Treat the UI message as a claim, never as proof. Every “success” toast is the starting point of verification, not the end of it. Follow up with the DB query or API trace that confirms the system agrees with what the screen said.
Assert both sides of every write. On a transfer, check the debit and the credit. On an order, check the order row and the inventory decrement. On a deletion, check the row is gone and the audit record was created. Checking only one side misses half-committed failures.
Verify totals reconcile. After any financial or stock operation, assert that the sums add up. The individual rows can look correct while a rounding error or a duplicated write makes the total wrong.
Scope every assert to a unique test identifier. Use a UUID-prefixed reference, a dedicated test email domain, or a per-run customer ID. Never assert on a row count for the whole table in a shared environment — another tester’s run will break your count.
Keep query snippets in a team repo. Commonly needed DB asserts — “confirm both ledger legs”, “check audit entry”, “verify subscription active” — should live in version control as parameterised scripts, not as one-off queries typed from memory each sprint.
Anchor to contracts, not incidentals. Base your assertions on documented schema (ERD or migration files), published OpenAPI specs, or defined audit events. If you assert on an undocumented column that a dev plans to rename, you create test noise, not test value.
Check what must not have changed, not only what should. After a targeted operation, query the rows that the operation should have left untouched and confirm they are unchanged. This is how you catch unintended side-effects and cascading update bugs.
Pair with API tracing for multi-service flows. For flows that cross service boundaries, intercept the internal API calls (network tab, a proxy like Proxyman, or test-harness request capturing) and assert on payload and status, not just the final UI outcome.
Request read-only DB access early in the project. In most NZ enterprise environments (banks, insurers, government agencies) database access requires a formal request. Raise it in project inception, not the week before go-live.
Document grey-box steps explicitly in the test case. A test case that just says “transfer $250 and verify” is a black-box test until you add the explicit step “query ledger table with reference X and assert debit −$250 + credit +$250 both committed.” Make the internal check a numbered step, not an afterthought.

7 Common Misconceptions

❌ Myth: Grey-box testing just means “black-box testing where you also look at the database sometimes.”

Reality: Grey box is a deliberate stance, not an occasional extra step. It means consistently using partial internal knowledge — schema, API contracts, architecture, logs — to design your cases and to verify internal state. If you only glance at the DB when something looks suspicious, you are doing ad-hoc debugging, not grey-box testing. The technique requires that every test case with a write path has a planned internal assertion before you execute.

════

* Jobs *
[1] Answer these questions from the grey-box testing passage.
(a) On an order, which two things should be checked?
(b) In a shared environment, what should you never assert on?
(c) When should a request for read-only database access be raised?
[2] Extract everything in the grey-box testing passage from "Document grey-box steps" down to "before you execute.".
[3] Continue the grey-box testing passage from the point where it stops.
The data that follows comes from a different source than the grey-box testing passage.

* Supplied information *
════

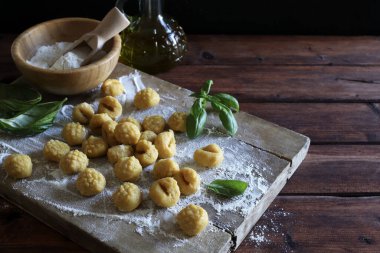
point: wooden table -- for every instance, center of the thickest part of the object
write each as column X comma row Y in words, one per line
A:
column 327, row 88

════

* Solved tasks *
[1]
(a) The order row and the inventory decrement.
(b) A row count for the whole table.
(c) In project inception, not the week before go-live.

[2]
Document grey-box steps explicitly in the test case. A test case that just says “transfer $250 and verify” is a black-box test until you add the explicit step “query ledger table with reference X and assert debit −$250 + credit +$250 both committed.” Make the internal check a numbered step, not an afterthought.

7 Common Misconceptions

❌ Myth: Grey-box testing just means “black-box testing where you also look at the database sometimes.”

Reality: Grey box is a deliberate stance, not an occasional extra step. It means consistently using partial internal knowledge — schema, API contracts, architecture, logs — to design your cases and to verify internal state. If you only glance at the DB when something looks suspicious, you are doing ad-hoc debugging, not grey-box testing. The technique requires that every test case with a write path has a planned internal assertion before you execute.

[3]
❌ Myth: Grey-box testing requires source-code access, just less of it than white-box.

Reality: Grey box requires structural knowledge, not source code. The database schema, an OpenAPI spec, an architecture diagram, and an application log format are all grey-box inputs — and none of them require you to read a line of application code. Many testers in NZ agencies and financial services use grey box their entire careers without ever having repository access; they work from published data dictionaries and API contracts instead.

❌ Myth: If the screen says it worked, the test passes — adding DB checks is gold-plating.

Reality: The most expensive production bugs in payment and data-integrity systems happen precisely because the UI reported success optimistically while the underlying write failed, rolled back, or partially committed. The KiwiFirst Bank-style half-committed transfer is not a contrived example — it is a real class of failure that appears regularly in financial-system retrospectives. The DB assertion is not gold-plating; it is the actual pass criterion for any flow where stored state matters.

8 Now You Try

Three graded exercises — spot, fix, then build. Write your answer, run it for AI feedback, then compare to the model answer.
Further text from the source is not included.